ПРЕДОСТАВЛЕННЫЙ ФРАГМЕНТ:
____________________

Отметим также, что следствие располагает кадрами террористок-смертниц (в 2004 году начала создаваться центральная система видеонаблюдения), а на месте взрыва найдена голова одной из шахидок: внешность кавказская.
Отвечая на вопрос «Голоса Америки», Истамулов сказал, что северокавказская версия следствия, разумеется, негативно отразится и на работе Александра Хлопонина, который представляет мирный подход к решению проблем региона.
С этим не согласен эксперт Московского центра Карнеги Николай Петров, сторонник версии, по которой теракты могли быть местью за контртеррористические операции на Кавказе.
На вопрос «Голоса Америки» о том, станет ли военная сила первостепенным подходом к решению проблем на Кавказе, он ответил: «Думаю, что нет. Поворот от жесткого силового варианта к бизнес-модели поиска компромисса и учета интересов основных властных кланов был не просто признанием Путиным того, что силовые методы не действуют, но и ответом интересам Кремля в связи с предстоящими Олимпийскими играми в Сочи и с необходимостью продемонстрировать стабильность в регионе. Поэтому мне кажется, что федеральная власть никак не заинтересована в эскалации конфликта, и я не думаю, что реакцией на этот теракт будет, как обычно, резкое усиление давления на всех подозрительных лиц, лиц, активно исповедующих ислам, по Северному Кавказу и всей России».
Еще один важный вопрос – какова ответственность властной вертикали, созданной Путиным, за то, что эти взрывы стали возможными. Трагическая ли это случайность, или закономерность? Будут ли президент и правительство укреплять существующую систему или пойдут по пути ее либерализации?

____________________

Собранные записи данных

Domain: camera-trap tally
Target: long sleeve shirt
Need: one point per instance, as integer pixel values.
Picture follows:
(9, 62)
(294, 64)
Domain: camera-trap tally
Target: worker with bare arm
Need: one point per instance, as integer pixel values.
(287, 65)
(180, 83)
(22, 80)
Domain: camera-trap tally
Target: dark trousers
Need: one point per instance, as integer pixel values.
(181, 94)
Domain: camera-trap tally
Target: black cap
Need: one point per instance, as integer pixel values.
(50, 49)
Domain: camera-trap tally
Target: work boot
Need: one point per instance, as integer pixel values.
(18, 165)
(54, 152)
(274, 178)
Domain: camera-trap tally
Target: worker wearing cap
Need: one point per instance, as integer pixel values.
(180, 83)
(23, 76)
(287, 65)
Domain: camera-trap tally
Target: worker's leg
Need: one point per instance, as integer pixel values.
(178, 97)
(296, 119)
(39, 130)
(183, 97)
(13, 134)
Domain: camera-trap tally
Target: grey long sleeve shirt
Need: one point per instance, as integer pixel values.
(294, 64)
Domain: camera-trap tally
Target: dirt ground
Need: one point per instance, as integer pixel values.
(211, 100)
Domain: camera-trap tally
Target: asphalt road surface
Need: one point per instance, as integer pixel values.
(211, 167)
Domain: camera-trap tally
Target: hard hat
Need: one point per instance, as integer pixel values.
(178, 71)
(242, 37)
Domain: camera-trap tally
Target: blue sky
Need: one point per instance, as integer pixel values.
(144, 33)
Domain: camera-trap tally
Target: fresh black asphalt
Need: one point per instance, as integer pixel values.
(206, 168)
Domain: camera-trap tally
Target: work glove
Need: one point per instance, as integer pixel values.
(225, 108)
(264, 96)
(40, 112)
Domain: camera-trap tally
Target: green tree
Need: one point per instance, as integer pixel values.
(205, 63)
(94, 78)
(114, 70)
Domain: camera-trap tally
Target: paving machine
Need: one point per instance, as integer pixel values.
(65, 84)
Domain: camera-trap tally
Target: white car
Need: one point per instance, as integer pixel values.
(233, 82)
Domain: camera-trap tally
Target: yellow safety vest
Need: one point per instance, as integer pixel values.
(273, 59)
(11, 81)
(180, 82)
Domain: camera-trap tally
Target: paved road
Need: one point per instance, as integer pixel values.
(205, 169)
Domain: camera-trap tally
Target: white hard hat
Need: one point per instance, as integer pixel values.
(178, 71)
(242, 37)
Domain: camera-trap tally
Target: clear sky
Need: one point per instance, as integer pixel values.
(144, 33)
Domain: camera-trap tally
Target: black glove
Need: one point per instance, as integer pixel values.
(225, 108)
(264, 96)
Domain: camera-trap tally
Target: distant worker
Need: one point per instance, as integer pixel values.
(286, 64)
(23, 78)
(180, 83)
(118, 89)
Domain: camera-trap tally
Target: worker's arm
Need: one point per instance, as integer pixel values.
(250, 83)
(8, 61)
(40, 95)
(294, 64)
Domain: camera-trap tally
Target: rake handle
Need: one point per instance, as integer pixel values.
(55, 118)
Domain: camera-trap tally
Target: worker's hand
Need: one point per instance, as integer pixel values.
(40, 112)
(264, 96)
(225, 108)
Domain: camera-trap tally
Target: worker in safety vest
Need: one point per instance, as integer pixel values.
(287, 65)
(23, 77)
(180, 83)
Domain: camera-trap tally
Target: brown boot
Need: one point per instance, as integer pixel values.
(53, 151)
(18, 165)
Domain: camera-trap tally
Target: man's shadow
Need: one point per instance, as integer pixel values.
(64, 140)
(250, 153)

____________________

РАБОЧИЕ ЗАДАНИЯ:
A: Ответьте по фрагменту о терактах на три вопроса:
(i) В каком году начала создаваться центральная система видеонаблюдения?
(ii) В какой организации работает эксперт Николай Петров?
(iii) В каком городе должны пройти Олимпийские игры, упомянутые в цитате Петрова?
B: Перечислите всех людей, которые названы во фрагменте о терактах по фамилии.
C: Подхватите фрагмент о терактах и продолжите его с места, где он обрывается.

ОТВЕТЫ ПО ЗАДАНИЯМ:
A:
(i) В 2004 году.
(ii) В Московском центре Карнеги.
(iii) В Сочи.

B: Истамулов, Александр Хлопонин, Николай Петров, Путин.

C:
«Эта история не черно-белая, – ответил Николай Петров. – Когда Путин пришел к власти, то маятник отношений между центром и регионами очень сильно ушел в сторону регионов, и Москва мало контролировала региональные режимы, которые во многих случаях были полуавторитарными. То, что привнес Путин – а именно усиление центрального федерального государства, – на первых порах было большим благом, потому что маятник повернулся и пошел в сторону центра. Но проблему я вижу в том, что примерно в 2003 году маятник прошел вот это равновесное положение и пошел дальше в сторону центра. Мы миновали то положение, когда это было эффективным, и те же самые усилия Путина стали приводить, как мне кажется, к противоположным результатам. Если приведение ситуации на местах в соответствие с Конституцией было благом, то в какой-то момент интересы регионов вообще перестали учитываться. Регионы потеряли реальное представительство в центрах».
«Политическая система в регионах с разной спецификой должна быть разная, а мы все сейчас очень жестко унифицируем», – полагает Петров.
«Поэтому, – заключил он, – я бы посмотрел на теракты как на демонстрацию того, что курс, реализовывавшийся Путиным более десяти лет, не привел к тому, чтобы действительно дать безопасность гражданам России и решить полностью проблемы Северного Кавказа».
Осознает ли власть в таком случае, что маятник ушел слишком далеко?
«Я думаю, что генерального плана политической модернизации у власти нет, – сказал Петров, – но я рассчитываю на то, что политическая модернизация будет идти не сверху, а будет инициирована проблемами – как попытка системы выжить, не сделать что-то хорошее, а элементарно выжить. А выжить сейчас и в ситуации социальных протестов, и связанных с кризисом политических проблем на местах можно только, сделав систему более гибкой».